╭─ Source document

It is a superbly orchestrated satire on the frantic, self-absorbed nature of contemporary life. The Kalmars are reeling out of control without realizing it. What little communication they have between each other is by leaving messages on a kitchen bulletin board. The father (Robert Koltai), an enterprising contractor, is so busy he can’t even work infidelity into his schedule satisfactorily, and the mother (Dorottya Udvaros) is a tour guide whose work takes her away from home for several days at a time. No one realizes that the bright adolescent son (Simon G. Gevai) has played hooky for the last three weeks. The one person concerned with what is happening to the family is the daughter (Kati Lajtai), a high school student, whose despair comes to a head when she finds it impossible to get through to her parents that her beloved grandmother has died. What is truest about this rich, satisfying film, is that it suggests that it’s unrealistic to expect that the lessons learned in crisis will have a truly lasting effect.

Written by Istvan Kardos and directed by Pal Erdoss, “Tolerance” (1986), which screens Sunday at 7:30 p.m., is an another unflinching contemporary drama, in which a dreamy young man (Denes Dobrei) and his wife (Erika Ozsda) both wind up in jail on petty offenses and discover how nearly impossible it will be for them to regain custody of their two young daughters. “Tolerance” suggests the state is as intent on destroying the family as it was more than 35 years earlier, as depicted in “Never, Nowhere, to No One!”

The major discovery of the series is the last film, Bela Tarr’s “Damnation” (1988). Working from the slightest of plots devised by himself and Laszlo Krasznahorkai, Tarr’s fiercely demanding film is a triumph of sound and image in the manner of the late Andrei Tarkovsky (with a touch of David Lynch thrown in for good measure). Set in a desolate small town, it deals with the highly tentative and treacherous relationships of an existentialist outsider (Miklos B. Szekely) to the woman he loves, her husband, and a cynical bartender for whom the husband, at the outsider’s behest, goes on a smuggling mission. “Damnation” is one of those films in which nothing seems to happen yet everything has changed by the end. With its stark, moody black-and-white images it has more style and individuality than all the other films put together.

╰─

**Directions**
Update the stretch of the film review from "The major discovery" through "films put together.", swapping "bartender" for "innkeeper". The entries are separate material with no connection to the film review.

╭─ Record extracts

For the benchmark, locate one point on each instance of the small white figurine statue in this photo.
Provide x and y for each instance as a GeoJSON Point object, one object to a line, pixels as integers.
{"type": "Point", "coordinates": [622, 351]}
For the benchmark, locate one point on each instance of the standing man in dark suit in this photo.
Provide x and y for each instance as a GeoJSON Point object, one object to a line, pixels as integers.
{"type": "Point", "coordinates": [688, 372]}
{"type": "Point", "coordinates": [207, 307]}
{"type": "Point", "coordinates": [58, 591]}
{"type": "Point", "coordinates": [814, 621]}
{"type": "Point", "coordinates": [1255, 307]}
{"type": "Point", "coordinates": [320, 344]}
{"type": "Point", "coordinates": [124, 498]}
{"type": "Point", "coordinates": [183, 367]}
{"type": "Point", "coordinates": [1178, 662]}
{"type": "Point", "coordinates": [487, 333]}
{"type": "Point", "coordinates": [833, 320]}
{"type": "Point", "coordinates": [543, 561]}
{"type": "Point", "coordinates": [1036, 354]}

╰─

**Output for this exercise**
The major discovery of the series is the last film, Bela Tarr’s “Damnation” (1988). Working from the slightest of plots devised by himself and Laszlo Krasznahorkai, Tarr’s fiercely demanding film is a triumph of sound and image in the manner of the late Andrei Tarkovsky (with a touch of David Lynch thrown in for good measure). Set in a desolate small town, it deals with the highly tentative and treacherous relationships of an existentialist outsider (Miklos B. Szekely) to the woman he loves, her husband, and a cynical innkeeper for whom the husband, at the outsider’s behest, goes on a smuggling mission. “Damnation” is one of those films in which nothing seems to happen yet everything has changed by the end. With its stark, moody black-and-white images it has more style and individuality than all the other films put together.